SOURCE INFORMATION.
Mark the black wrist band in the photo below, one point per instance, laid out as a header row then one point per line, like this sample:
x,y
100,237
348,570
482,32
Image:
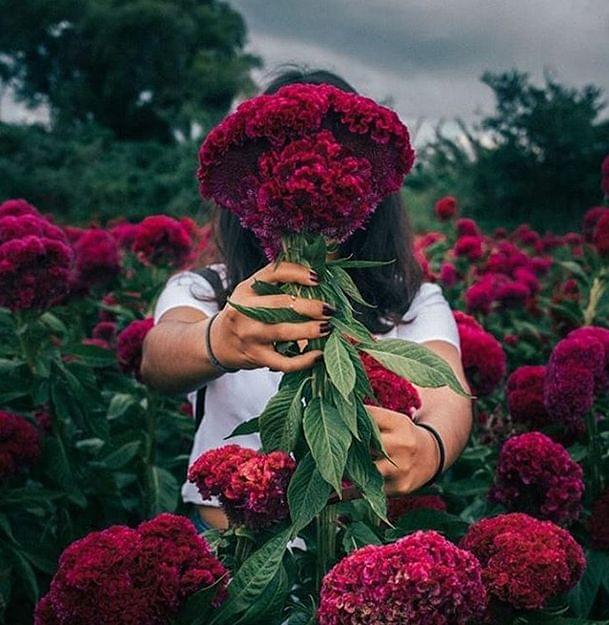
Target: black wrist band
x,y
442,453
214,361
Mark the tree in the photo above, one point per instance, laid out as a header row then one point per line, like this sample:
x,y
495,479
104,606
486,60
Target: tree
x,y
146,69
535,159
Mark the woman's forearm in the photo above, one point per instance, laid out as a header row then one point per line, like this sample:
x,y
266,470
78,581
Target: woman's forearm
x,y
174,358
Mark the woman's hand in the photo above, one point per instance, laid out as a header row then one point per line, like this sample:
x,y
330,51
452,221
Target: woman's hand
x,y
413,450
238,341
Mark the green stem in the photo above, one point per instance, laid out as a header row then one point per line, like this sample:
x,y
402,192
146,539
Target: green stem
x,y
326,541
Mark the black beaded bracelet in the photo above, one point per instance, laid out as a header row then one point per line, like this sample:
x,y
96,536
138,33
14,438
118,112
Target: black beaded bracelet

REQUIREMENT.
For the word "beaded", tally the lines of the entries in which it appears and give the total alone.

ANSWER BOX.
2